= Stored data =
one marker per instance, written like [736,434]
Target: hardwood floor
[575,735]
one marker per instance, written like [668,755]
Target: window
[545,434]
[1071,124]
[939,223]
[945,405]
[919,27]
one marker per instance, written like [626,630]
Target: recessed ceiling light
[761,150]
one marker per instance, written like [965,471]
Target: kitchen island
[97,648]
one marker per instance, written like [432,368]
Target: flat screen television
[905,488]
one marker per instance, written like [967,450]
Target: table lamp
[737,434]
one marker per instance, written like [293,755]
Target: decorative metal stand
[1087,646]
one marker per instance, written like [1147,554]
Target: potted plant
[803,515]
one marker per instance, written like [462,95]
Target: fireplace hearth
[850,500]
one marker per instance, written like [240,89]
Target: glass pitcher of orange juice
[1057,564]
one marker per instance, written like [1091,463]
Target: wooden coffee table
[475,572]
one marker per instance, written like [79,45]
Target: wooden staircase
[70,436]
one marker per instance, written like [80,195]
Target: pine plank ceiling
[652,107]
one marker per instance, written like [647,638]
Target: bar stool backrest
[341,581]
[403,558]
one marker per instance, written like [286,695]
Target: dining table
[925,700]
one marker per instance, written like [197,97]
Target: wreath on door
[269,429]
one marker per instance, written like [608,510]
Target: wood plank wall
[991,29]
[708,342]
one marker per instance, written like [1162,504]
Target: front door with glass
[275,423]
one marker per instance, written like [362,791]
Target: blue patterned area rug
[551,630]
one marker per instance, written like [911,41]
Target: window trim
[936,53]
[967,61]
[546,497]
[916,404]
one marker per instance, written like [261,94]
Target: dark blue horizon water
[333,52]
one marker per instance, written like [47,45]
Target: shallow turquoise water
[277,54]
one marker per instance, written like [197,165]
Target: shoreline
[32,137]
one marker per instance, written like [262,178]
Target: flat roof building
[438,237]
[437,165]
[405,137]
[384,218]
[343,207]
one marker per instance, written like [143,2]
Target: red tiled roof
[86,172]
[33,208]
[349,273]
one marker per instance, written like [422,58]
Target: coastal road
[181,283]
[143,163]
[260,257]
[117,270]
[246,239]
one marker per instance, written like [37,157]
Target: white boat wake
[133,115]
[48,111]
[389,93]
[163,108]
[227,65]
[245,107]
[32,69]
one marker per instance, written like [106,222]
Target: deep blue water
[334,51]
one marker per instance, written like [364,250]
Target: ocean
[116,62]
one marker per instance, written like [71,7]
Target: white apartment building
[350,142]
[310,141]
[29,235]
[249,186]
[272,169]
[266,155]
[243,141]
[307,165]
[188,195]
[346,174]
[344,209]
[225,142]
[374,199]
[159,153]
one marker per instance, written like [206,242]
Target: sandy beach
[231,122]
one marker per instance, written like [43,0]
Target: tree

* * *

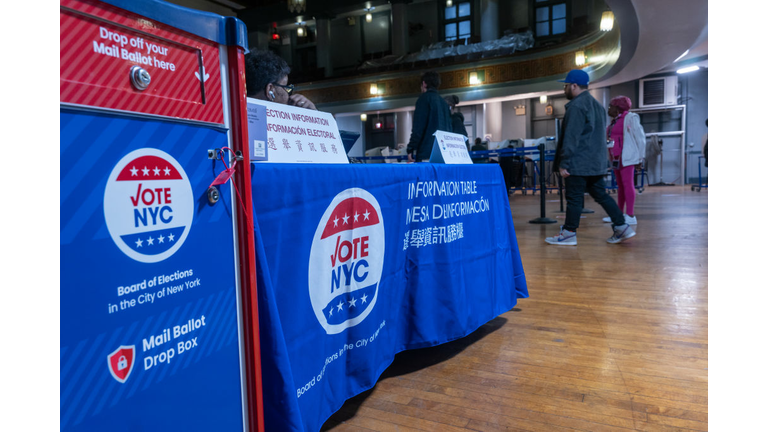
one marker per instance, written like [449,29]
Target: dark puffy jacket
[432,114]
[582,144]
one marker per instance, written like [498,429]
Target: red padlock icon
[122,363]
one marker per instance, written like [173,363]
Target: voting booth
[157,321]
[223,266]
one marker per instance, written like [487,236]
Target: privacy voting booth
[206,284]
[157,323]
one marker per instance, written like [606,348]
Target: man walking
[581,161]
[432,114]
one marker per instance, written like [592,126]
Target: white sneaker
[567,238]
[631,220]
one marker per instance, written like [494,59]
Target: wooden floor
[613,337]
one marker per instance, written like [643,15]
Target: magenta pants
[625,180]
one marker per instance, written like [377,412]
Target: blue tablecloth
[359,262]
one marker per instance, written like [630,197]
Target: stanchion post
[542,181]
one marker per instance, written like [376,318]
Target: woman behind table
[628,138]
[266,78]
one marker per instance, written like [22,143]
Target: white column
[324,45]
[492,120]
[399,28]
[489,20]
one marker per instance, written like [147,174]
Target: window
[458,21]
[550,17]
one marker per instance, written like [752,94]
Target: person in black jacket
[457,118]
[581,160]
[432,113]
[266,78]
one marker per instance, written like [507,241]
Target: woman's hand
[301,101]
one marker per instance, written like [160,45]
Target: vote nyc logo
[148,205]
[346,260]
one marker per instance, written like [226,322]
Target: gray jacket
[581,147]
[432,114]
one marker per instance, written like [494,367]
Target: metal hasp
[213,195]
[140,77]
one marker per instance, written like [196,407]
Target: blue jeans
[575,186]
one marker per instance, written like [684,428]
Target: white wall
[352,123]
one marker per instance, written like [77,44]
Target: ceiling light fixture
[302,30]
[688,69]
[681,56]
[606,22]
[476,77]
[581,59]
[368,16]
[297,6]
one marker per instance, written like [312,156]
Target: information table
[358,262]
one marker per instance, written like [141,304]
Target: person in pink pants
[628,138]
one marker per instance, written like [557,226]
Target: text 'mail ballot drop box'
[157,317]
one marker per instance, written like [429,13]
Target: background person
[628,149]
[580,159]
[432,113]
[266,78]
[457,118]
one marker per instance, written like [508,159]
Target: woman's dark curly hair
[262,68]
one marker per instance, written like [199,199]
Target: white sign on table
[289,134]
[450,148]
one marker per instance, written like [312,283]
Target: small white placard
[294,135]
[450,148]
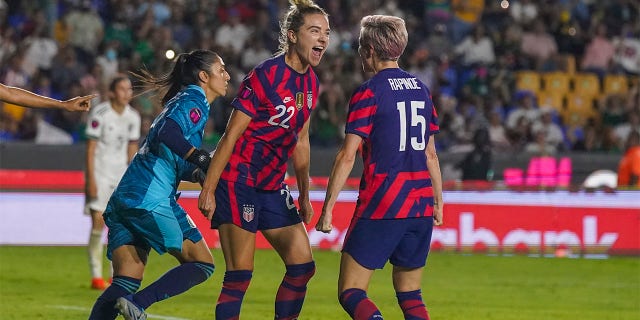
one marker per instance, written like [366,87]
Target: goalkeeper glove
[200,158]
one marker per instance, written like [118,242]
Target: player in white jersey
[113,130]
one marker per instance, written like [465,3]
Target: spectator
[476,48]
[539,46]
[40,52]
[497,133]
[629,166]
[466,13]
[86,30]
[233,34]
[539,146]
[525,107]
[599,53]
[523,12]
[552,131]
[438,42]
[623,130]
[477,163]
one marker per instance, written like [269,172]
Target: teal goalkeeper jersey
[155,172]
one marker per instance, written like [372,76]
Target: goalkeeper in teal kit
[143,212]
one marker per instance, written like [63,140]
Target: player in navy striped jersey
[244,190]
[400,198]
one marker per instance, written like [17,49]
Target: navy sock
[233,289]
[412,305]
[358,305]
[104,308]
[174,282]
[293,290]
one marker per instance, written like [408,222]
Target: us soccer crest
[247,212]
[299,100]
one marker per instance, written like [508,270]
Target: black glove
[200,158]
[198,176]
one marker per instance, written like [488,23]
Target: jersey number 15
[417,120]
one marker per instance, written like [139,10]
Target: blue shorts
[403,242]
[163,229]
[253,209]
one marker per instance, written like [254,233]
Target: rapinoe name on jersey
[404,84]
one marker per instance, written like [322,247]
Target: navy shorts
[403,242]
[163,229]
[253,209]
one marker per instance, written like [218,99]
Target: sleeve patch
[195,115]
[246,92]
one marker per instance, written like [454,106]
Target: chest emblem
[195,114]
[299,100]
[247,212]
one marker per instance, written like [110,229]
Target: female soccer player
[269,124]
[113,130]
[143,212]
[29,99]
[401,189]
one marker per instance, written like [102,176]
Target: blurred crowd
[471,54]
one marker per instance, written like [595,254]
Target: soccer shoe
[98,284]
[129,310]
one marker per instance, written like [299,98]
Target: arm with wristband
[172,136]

= EXERCISE OBJECTIVE =
Locate every line in the stored data above that contains the word "wall" and copy each one. Matching is case-sensitive.

= RESPONSE =
Target: wood plank wall
Target: white wall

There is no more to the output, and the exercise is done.